**REQUEST:**
Rescale the records from the line with "of the asphalt" up to and including the line with "pixel 1115 819", copying only those lines with the requests kept as they are. Multiply each x and y coordinate in the answers by 2.15 and round to whole numbers, with halves rounded up.

**RECORDS SHOWN:**
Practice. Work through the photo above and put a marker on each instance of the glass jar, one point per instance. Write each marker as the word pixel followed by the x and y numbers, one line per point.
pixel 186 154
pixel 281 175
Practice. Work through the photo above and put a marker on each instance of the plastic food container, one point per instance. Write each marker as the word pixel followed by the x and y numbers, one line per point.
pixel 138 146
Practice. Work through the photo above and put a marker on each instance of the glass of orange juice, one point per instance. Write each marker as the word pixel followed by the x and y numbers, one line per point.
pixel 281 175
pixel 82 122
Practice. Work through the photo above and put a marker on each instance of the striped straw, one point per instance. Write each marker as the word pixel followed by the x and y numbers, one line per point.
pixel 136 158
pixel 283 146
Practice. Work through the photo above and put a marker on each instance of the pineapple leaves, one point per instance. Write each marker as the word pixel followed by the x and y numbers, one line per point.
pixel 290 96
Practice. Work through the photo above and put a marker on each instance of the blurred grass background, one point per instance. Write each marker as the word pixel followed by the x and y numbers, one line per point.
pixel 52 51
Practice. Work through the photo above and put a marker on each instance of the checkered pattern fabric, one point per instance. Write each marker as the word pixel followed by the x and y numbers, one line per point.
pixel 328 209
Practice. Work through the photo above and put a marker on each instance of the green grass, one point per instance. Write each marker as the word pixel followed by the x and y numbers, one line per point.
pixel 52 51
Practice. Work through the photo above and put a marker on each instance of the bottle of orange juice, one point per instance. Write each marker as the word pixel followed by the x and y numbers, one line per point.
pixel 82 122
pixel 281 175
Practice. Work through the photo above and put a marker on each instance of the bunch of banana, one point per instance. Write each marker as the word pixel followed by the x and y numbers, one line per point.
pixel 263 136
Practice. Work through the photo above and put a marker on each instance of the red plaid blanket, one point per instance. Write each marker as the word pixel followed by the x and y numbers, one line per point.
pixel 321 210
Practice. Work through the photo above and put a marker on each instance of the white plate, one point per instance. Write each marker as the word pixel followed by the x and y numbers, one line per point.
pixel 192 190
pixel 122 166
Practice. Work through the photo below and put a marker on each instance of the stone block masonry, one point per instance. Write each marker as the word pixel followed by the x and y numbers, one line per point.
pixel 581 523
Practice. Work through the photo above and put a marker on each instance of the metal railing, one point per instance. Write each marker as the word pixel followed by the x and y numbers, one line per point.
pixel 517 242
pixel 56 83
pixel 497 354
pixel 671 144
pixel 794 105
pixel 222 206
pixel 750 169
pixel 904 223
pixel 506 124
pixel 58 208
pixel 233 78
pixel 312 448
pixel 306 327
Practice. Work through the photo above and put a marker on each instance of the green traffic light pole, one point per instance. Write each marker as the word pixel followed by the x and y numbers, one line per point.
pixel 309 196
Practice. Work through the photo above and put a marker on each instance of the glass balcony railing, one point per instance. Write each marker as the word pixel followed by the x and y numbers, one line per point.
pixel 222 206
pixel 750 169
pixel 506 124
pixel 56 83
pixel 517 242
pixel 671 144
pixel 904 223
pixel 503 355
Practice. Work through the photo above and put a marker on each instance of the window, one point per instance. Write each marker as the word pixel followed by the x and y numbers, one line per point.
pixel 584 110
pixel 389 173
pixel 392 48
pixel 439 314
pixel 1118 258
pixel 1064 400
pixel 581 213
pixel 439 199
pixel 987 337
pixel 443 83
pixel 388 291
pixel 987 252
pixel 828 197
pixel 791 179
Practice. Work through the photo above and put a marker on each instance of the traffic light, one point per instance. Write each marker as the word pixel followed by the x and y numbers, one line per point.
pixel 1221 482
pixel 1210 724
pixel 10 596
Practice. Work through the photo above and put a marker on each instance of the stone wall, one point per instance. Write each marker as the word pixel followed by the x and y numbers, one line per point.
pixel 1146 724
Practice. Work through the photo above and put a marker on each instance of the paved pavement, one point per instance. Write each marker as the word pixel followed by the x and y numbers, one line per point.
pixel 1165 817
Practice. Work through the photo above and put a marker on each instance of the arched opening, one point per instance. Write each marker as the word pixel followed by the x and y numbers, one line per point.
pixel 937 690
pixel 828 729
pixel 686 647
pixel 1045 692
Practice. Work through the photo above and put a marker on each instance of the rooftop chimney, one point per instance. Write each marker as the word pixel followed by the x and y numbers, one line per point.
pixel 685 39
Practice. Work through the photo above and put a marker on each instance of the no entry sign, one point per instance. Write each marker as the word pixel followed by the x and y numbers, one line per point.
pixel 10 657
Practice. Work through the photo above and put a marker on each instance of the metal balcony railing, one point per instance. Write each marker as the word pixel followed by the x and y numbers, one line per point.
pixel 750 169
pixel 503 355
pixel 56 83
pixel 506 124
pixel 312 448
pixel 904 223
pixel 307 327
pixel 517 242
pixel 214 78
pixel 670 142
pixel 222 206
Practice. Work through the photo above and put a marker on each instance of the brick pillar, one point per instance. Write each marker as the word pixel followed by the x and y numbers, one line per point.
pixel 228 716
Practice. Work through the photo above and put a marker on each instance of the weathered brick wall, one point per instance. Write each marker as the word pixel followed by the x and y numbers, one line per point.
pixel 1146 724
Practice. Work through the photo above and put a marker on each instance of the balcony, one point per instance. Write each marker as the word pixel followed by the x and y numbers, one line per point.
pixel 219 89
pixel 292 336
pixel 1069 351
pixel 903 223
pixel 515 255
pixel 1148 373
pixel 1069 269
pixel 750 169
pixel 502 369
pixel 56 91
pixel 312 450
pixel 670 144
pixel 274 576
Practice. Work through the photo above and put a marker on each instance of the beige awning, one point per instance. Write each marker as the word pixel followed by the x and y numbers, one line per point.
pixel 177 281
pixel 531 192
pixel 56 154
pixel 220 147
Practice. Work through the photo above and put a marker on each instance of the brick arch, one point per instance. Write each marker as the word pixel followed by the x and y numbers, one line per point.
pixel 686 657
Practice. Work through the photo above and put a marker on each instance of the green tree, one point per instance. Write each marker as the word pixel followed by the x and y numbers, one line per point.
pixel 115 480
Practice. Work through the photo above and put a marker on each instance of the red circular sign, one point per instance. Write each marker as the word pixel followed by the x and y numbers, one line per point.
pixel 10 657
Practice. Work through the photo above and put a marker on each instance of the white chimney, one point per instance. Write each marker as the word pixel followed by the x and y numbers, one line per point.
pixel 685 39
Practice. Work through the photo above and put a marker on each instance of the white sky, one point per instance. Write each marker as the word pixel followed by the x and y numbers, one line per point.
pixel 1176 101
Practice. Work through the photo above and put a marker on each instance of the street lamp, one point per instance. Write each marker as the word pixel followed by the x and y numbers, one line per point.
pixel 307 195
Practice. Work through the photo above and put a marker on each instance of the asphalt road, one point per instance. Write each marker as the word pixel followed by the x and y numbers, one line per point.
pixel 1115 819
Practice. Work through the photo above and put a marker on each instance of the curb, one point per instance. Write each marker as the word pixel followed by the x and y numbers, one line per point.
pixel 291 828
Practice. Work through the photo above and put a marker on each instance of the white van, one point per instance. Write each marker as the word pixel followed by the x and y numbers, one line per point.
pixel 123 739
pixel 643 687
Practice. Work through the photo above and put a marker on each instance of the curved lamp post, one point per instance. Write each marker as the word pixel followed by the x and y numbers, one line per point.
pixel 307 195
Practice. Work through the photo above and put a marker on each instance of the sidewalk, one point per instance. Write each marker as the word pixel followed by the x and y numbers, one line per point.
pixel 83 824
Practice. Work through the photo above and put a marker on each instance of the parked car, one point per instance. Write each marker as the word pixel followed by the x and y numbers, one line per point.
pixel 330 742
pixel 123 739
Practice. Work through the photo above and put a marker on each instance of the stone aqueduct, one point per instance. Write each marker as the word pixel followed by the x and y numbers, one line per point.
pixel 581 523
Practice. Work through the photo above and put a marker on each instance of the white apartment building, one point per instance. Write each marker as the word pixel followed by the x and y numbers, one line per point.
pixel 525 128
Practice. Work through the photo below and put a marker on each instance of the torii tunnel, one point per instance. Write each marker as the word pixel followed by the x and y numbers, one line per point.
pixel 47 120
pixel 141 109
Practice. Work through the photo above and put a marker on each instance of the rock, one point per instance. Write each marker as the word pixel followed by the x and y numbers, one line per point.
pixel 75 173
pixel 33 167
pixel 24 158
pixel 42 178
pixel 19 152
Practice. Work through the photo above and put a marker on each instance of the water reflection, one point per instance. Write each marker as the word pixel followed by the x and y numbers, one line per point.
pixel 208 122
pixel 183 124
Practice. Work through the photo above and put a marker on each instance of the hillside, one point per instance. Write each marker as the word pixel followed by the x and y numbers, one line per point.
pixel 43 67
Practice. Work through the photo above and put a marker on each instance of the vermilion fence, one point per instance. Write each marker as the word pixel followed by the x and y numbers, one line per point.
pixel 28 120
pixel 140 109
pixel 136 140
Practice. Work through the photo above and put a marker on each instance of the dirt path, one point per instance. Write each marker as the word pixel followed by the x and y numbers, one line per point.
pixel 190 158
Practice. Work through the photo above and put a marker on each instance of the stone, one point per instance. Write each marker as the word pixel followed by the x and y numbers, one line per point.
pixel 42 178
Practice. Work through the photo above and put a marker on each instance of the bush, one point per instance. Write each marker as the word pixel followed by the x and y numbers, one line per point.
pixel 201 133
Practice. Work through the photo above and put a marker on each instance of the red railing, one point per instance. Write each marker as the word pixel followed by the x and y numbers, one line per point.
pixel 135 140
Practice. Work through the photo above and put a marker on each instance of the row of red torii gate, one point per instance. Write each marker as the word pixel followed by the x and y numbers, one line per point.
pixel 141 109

**ANSWER TO THE EXERCISE:**
Practice. Work through the photo above and put a marker on each instance of the asphalt road, one point per instance. Write each marker as the word pixel followed by the x and y numbers, one line per point.
pixel 2397 1761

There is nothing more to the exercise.